DOCUMENT PASSAGE
Some explanation: zone backup or restore is performed as a zone "event".
When zone events are invoked via the knotc interface, it typically works
in the way that the event is planned to be performed later and "OK" is
returned just as an info that the command has been registered. The event
(zone backup in this case) happens per-zone and with some delay, when
some background-worker becomes available, and the outcome appears in the
log. On the contrary, if knotc is invoked with `-b` parameter, it waits
for the event to be performed synchronously, and collects the outcome of
the whole process (some error code handligs of this are currently
subject to ongoing improvements by my colleagues).

EXTRACTED RECORDS
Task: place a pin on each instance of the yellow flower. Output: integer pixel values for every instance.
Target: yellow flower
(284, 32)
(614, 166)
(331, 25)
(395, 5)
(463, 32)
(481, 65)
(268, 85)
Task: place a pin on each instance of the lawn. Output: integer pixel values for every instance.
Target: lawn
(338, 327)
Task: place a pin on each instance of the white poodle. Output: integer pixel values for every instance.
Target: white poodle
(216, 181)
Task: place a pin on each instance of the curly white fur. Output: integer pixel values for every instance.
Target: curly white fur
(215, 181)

==

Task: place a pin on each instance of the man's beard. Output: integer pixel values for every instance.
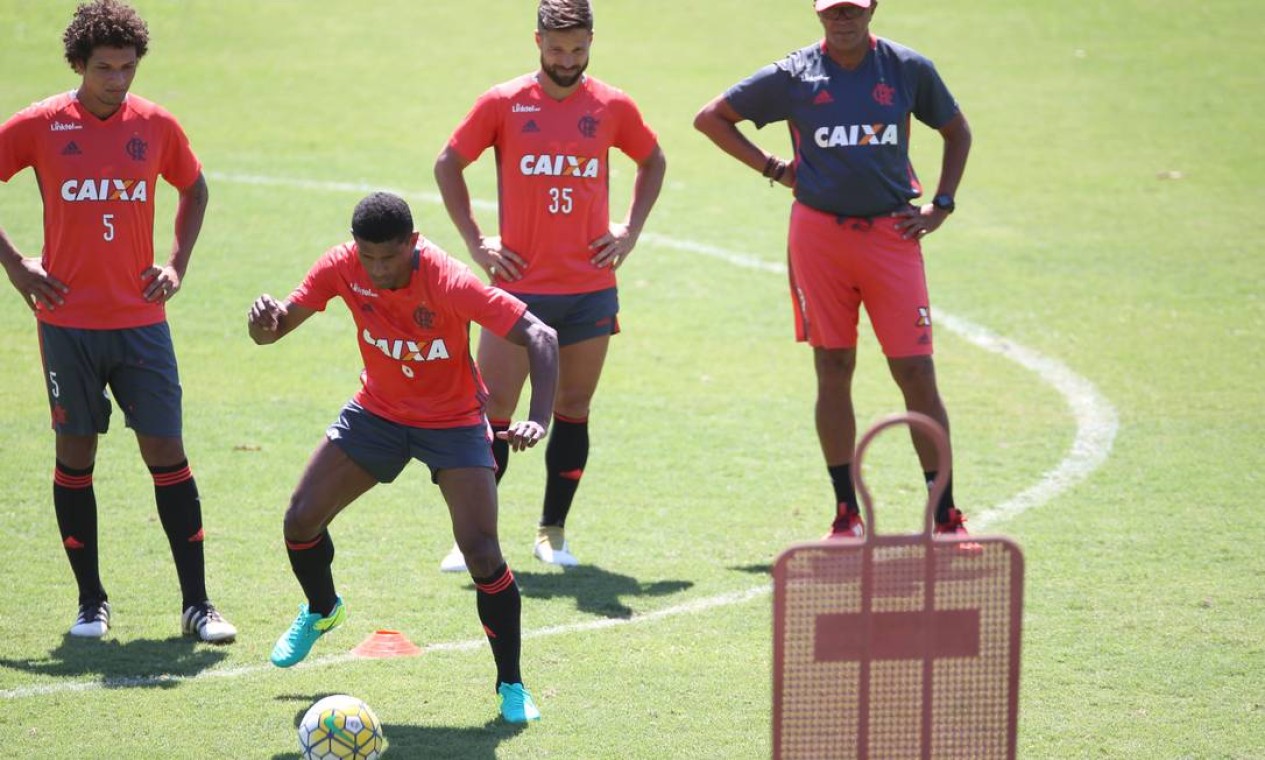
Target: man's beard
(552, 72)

SHORT PROBLEM
Extend the passage about how knotc handles zone backup and restore events, picking up right after its final sentence.

WRITTEN REPLY
So, from the strace you sent me, I only see that some initialization has
been done and that the early "OK" has been returned, but there are no
traits of the backup process as such :(
Could you please collect somewhat longer strace, by watching when the
backup finishes in the logfile?
Thanks!
Libor
Dne 09. 12. 20 v 15:56 Thomas E. napsal(a):
Hi Libor,
yes, the backup command was executed and confirmed with "OK":
root@signer-0:/# knotc zone-backup +backupdir /tmp/backup
OK
I did it again and the output is the same.
Thanks,
Thomas
On 09.12.20 15:42, libor.peltan wrote:
> Hi Thomas,
>
> are you sure this strace has been collected while the issue was
> reproduced and half of the keys copied again?
>
> Maybe you just have deattached strace too early(?).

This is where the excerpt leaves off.